:: Work to do ::
Reproduce the lines of the records between the line holding "query (the noun phrase to segment): navy sock" and the line holding "POLYGON ((219 396, 231", inclusive, and nothing else.

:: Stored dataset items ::
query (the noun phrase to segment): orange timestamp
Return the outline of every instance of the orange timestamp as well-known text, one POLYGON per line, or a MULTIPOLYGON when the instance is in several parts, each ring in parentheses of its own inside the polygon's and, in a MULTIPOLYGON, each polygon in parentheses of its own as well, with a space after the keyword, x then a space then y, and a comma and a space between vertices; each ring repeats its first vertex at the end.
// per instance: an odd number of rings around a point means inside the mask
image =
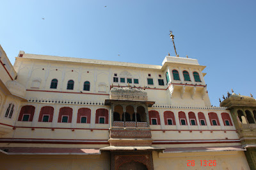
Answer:
MULTIPOLYGON (((201 166, 216 166, 216 160, 200 160, 201 166)), ((194 160, 188 160, 187 166, 195 166, 194 160)))

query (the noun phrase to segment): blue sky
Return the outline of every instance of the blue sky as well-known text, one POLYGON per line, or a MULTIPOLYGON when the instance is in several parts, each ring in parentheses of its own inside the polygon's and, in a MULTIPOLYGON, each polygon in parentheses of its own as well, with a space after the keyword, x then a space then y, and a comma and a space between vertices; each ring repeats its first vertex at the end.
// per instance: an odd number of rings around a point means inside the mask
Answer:
POLYGON ((180 57, 207 66, 213 105, 231 88, 256 97, 255 1, 9 0, 1 6, 0 44, 12 63, 24 50, 161 65, 168 52, 175 56, 172 30, 180 57))

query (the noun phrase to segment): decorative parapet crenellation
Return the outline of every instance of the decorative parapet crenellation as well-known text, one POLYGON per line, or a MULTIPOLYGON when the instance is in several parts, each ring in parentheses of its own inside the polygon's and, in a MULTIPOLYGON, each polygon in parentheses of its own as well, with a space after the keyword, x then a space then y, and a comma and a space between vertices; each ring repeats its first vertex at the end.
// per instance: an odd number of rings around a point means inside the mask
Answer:
POLYGON ((145 101, 148 100, 148 96, 146 91, 137 88, 113 88, 110 90, 109 98, 145 101))
POLYGON ((22 84, 15 81, 9 81, 6 82, 6 87, 12 95, 25 98, 26 88, 22 84))

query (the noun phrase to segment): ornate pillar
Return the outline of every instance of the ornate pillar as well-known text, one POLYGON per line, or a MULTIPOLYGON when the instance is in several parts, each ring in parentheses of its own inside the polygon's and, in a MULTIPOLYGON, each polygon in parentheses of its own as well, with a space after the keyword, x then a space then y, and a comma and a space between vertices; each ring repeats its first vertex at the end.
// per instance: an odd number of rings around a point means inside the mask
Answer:
POLYGON ((111 121, 110 121, 110 127, 113 127, 114 125, 114 109, 115 109, 115 104, 112 104, 111 106, 110 107, 110 118, 111 118, 111 121))
POLYGON ((122 107, 123 108, 123 114, 124 114, 124 127, 126 127, 125 125, 125 105, 122 105, 122 107))
POLYGON ((144 107, 145 107, 145 111, 146 112, 146 116, 147 116, 147 127, 149 127, 149 115, 148 115, 148 107, 147 105, 145 105, 144 107))

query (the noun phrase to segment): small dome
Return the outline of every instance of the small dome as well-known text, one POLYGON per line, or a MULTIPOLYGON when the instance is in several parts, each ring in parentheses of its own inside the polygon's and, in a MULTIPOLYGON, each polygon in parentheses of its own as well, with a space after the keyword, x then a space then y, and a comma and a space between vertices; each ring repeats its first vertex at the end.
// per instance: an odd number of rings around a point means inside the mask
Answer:
POLYGON ((6 82, 6 86, 12 95, 22 98, 25 98, 26 88, 16 81, 9 81, 6 82))

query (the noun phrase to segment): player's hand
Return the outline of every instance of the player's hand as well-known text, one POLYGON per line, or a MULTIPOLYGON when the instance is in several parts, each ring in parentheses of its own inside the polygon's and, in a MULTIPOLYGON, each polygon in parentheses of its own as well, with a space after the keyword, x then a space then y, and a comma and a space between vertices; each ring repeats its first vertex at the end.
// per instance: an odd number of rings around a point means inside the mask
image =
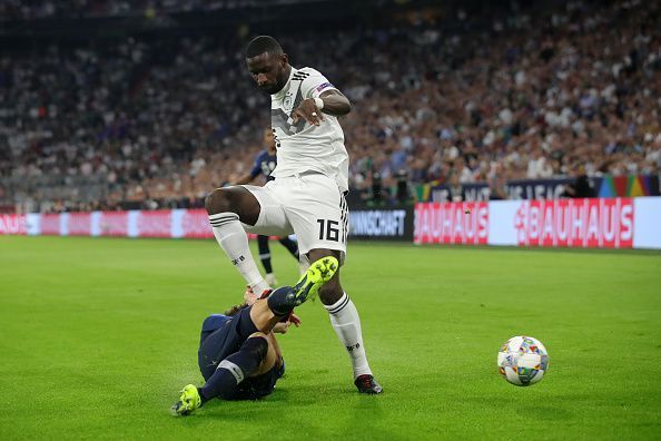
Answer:
POLYGON ((324 120, 324 114, 322 110, 317 109, 317 105, 313 98, 304 99, 300 102, 300 106, 296 110, 292 112, 292 119, 294 119, 294 124, 298 122, 298 120, 303 118, 309 124, 318 126, 324 120))
POLYGON ((257 302, 257 294, 253 292, 250 285, 246 285, 246 292, 244 293, 244 301, 251 305, 253 303, 257 302))
POLYGON ((292 322, 278 322, 273 326, 273 332, 276 334, 286 334, 292 322))

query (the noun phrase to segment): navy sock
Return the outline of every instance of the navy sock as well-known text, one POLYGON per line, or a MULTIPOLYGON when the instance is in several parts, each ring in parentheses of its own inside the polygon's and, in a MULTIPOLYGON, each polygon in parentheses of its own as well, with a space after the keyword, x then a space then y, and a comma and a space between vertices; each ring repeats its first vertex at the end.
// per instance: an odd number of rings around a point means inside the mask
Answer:
POLYGON ((219 396, 231 400, 241 381, 259 367, 268 351, 265 337, 251 337, 244 342, 238 352, 223 360, 216 372, 198 389, 203 403, 219 396))
POLYGON ((279 242, 294 257, 296 257, 296 259, 298 259, 298 244, 296 242, 292 241, 289 237, 283 237, 279 242))
POLYGON ((267 298, 268 308, 275 315, 289 315, 297 306, 292 294, 292 286, 280 286, 275 290, 267 298))

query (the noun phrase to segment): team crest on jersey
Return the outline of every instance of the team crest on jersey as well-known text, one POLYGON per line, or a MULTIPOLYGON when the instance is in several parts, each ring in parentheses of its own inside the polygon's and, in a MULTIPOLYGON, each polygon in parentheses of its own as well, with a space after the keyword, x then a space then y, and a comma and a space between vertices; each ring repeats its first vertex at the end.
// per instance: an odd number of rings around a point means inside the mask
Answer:
POLYGON ((287 96, 285 97, 285 99, 283 100, 283 108, 285 109, 285 111, 290 111, 292 109, 292 94, 287 94, 287 96))

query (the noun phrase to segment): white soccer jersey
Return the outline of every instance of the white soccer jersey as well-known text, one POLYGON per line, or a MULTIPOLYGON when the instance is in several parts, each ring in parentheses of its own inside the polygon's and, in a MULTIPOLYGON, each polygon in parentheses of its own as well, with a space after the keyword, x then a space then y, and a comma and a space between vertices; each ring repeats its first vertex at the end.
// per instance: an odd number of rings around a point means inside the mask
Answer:
POLYGON ((292 111, 304 99, 332 89, 335 86, 317 70, 292 67, 285 87, 270 96, 270 124, 278 146, 278 165, 272 175, 276 179, 312 170, 335 179, 343 192, 348 189, 348 154, 337 118, 324 114, 319 126, 292 119, 292 111))

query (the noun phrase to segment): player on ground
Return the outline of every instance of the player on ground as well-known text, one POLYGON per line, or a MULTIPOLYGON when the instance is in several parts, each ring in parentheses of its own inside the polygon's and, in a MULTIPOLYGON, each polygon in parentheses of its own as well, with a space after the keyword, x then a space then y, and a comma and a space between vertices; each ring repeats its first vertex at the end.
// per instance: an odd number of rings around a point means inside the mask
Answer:
POLYGON ((206 383, 201 388, 186 385, 172 412, 187 415, 215 398, 257 400, 270 394, 285 373, 273 331, 290 316, 294 307, 314 297, 338 268, 335 257, 323 257, 310 265, 294 287, 279 287, 266 300, 255 301, 246 295, 246 304, 227 315, 208 316, 203 323, 198 351, 206 383))
MULTIPOLYGON (((253 39, 246 63, 259 89, 270 94, 272 127, 278 163, 275 180, 264 187, 233 186, 206 199, 209 223, 220 247, 256 293, 269 286, 250 256, 244 228, 286 236, 295 233, 307 262, 346 253, 348 155, 337 116, 351 111, 348 99, 322 74, 296 69, 272 37, 253 39)), ((319 291, 331 323, 346 347, 354 384, 363 393, 381 393, 363 344, 356 306, 339 283, 339 272, 319 291)))
MULTIPOLYGON (((243 176, 236 182, 236 185, 244 185, 251 183, 257 176, 264 175, 266 182, 274 180, 274 177, 270 176, 273 170, 277 164, 277 156, 276 156, 276 145, 275 145, 275 137, 273 135, 273 130, 267 128, 264 130, 264 143, 266 144, 266 149, 259 151, 257 158, 255 159, 255 165, 250 173, 246 176, 243 176)), ((298 261, 298 245, 296 242, 292 241, 289 237, 280 237, 278 239, 280 244, 292 255, 298 261)), ((278 281, 273 273, 273 265, 270 264, 270 249, 268 247, 268 236, 258 235, 257 236, 257 246, 259 247, 259 259, 262 261, 262 265, 264 266, 264 271, 266 275, 264 280, 270 286, 276 286, 278 281)))

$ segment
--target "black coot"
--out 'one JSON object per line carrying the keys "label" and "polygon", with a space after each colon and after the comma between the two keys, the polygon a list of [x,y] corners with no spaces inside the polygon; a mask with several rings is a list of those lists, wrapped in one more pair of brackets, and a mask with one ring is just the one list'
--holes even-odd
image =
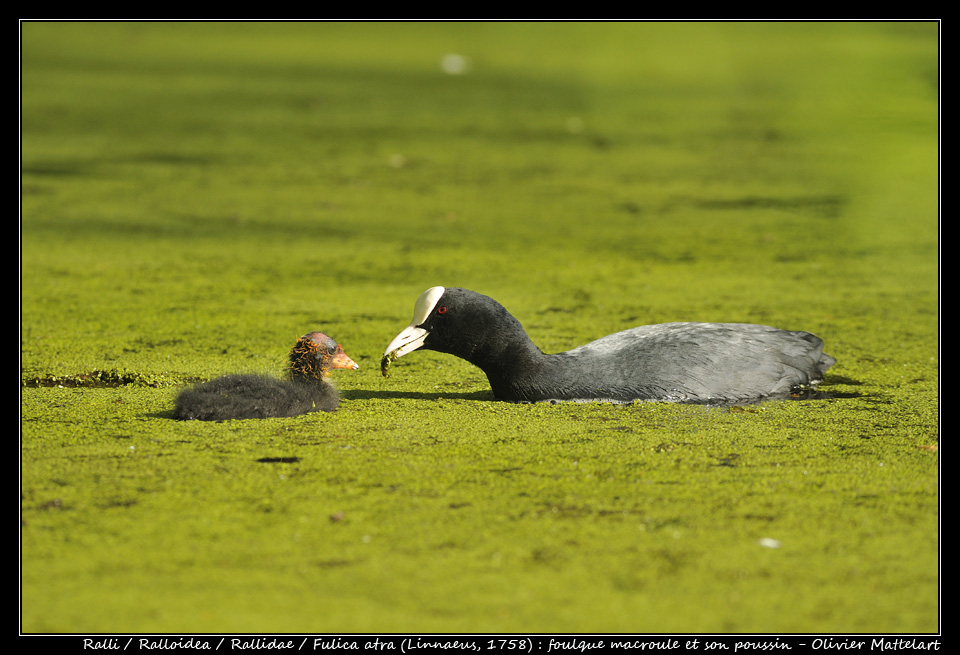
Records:
{"label": "black coot", "polygon": [[329,380],[334,368],[360,367],[336,341],[322,332],[311,332],[300,337],[290,351],[289,379],[225,375],[181,392],[174,413],[183,420],[224,421],[332,412],[340,404],[340,395]]}
{"label": "black coot", "polygon": [[836,361],[809,332],[742,323],[647,325],[546,355],[500,303],[445,287],[417,299],[413,322],[384,352],[384,374],[417,348],[480,367],[497,398],[516,402],[749,402],[816,385]]}

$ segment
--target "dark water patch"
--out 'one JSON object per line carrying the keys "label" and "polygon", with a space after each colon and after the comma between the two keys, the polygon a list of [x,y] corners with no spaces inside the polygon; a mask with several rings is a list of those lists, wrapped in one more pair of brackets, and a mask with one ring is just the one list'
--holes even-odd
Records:
{"label": "dark water patch", "polygon": [[744,196],[742,198],[723,200],[695,200],[693,204],[701,209],[779,209],[782,211],[814,214],[821,218],[837,218],[840,216],[846,204],[846,198],[837,195],[794,196],[787,198]]}

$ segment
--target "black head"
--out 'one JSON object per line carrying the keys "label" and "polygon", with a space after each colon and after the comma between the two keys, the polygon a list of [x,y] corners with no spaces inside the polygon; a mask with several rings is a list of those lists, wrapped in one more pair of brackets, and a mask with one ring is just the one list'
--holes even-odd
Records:
{"label": "black head", "polygon": [[520,323],[493,298],[433,287],[417,299],[413,321],[387,346],[384,360],[426,348],[482,365],[492,353],[523,341],[528,339]]}

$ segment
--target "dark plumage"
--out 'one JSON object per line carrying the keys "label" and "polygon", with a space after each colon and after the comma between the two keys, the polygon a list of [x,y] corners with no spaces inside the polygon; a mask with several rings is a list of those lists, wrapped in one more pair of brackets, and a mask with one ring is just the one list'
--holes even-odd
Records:
{"label": "dark plumage", "polygon": [[384,373],[421,347],[480,367],[497,398],[520,402],[748,402],[815,385],[836,361],[808,332],[741,323],[648,325],[546,355],[500,303],[444,287],[417,300],[384,352]]}
{"label": "dark plumage", "polygon": [[203,382],[177,396],[175,416],[224,421],[332,412],[340,404],[340,395],[329,380],[334,368],[360,367],[336,341],[322,332],[311,332],[300,337],[290,351],[289,379],[225,375]]}

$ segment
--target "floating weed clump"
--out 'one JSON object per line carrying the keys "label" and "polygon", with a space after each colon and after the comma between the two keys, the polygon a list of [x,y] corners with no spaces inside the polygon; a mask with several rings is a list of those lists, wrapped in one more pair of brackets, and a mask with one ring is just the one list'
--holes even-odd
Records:
{"label": "floating weed clump", "polygon": [[168,375],[165,373],[137,373],[120,369],[93,369],[73,375],[41,375],[23,380],[25,387],[123,387],[127,385],[138,387],[173,387],[191,382],[198,382],[199,378]]}

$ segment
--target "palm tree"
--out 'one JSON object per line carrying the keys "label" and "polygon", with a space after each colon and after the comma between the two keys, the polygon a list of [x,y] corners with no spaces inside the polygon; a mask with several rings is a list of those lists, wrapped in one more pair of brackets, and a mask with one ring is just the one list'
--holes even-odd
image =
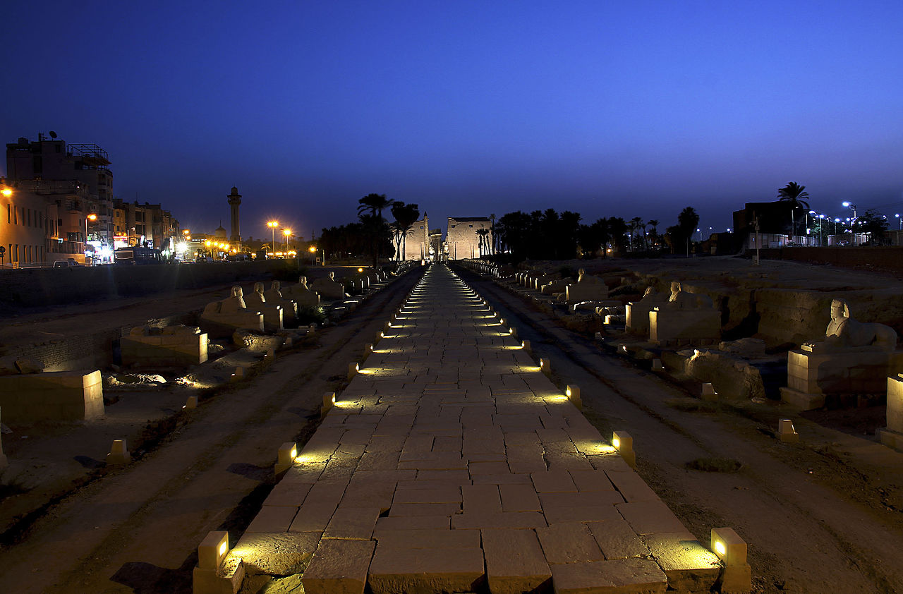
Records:
{"label": "palm tree", "polygon": [[786,201],[789,203],[790,206],[790,236],[796,235],[796,220],[794,217],[794,211],[803,210],[807,212],[809,210],[809,202],[806,200],[809,198],[809,192],[804,191],[805,186],[801,186],[796,181],[789,181],[787,185],[780,188],[777,190],[777,199],[782,202]]}
{"label": "palm tree", "polygon": [[396,241],[398,244],[398,259],[402,259],[407,248],[407,234],[414,224],[420,218],[420,208],[416,204],[405,204],[401,201],[392,203],[392,216],[396,224]]}
{"label": "palm tree", "polygon": [[479,257],[489,253],[489,230],[487,228],[477,229],[477,238],[479,245]]}
{"label": "palm tree", "polygon": [[652,227],[652,237],[655,241],[658,238],[658,220],[656,218],[650,218],[648,224]]}
{"label": "palm tree", "polygon": [[[393,200],[386,198],[386,194],[368,194],[358,200],[358,203],[359,204],[358,218],[362,223],[366,223],[366,226],[373,232],[373,267],[376,268],[379,264],[379,236],[383,229],[383,210],[390,208]],[[369,212],[368,215],[368,212]],[[369,217],[369,218],[365,220],[365,217]]]}

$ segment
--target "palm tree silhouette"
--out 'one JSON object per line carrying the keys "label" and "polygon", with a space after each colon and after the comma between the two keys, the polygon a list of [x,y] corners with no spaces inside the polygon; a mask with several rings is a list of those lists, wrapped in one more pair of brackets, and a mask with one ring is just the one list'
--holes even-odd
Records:
{"label": "palm tree silhouette", "polygon": [[809,202],[805,200],[809,198],[809,192],[804,191],[805,186],[801,186],[796,181],[790,181],[787,185],[777,190],[777,198],[782,202],[787,202],[790,206],[790,236],[796,235],[796,220],[794,212],[797,210],[809,210]]}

:: Result ::
query (the noun phrase to segment): navy sock
Return the outline of every instance of the navy sock as well-known text, one POLYGON per line, or a MULTIPOLYGON when the instance is in several parts, each ring in parentheses of its own inside the polygon's and, in a MULTIPOLYGON, each polygon in parentheses of its own as well, with a space after the keyword, x then a space then y, and a comma and a space between vertices; each ring repeats its first vertex at the end.
// per instance: an odd number of rings around a point means inside the mask
Answer:
POLYGON ((219 396, 231 400, 241 381, 259 367, 268 351, 265 337, 251 337, 244 342, 238 352, 223 360, 216 372, 198 389, 203 403, 219 396))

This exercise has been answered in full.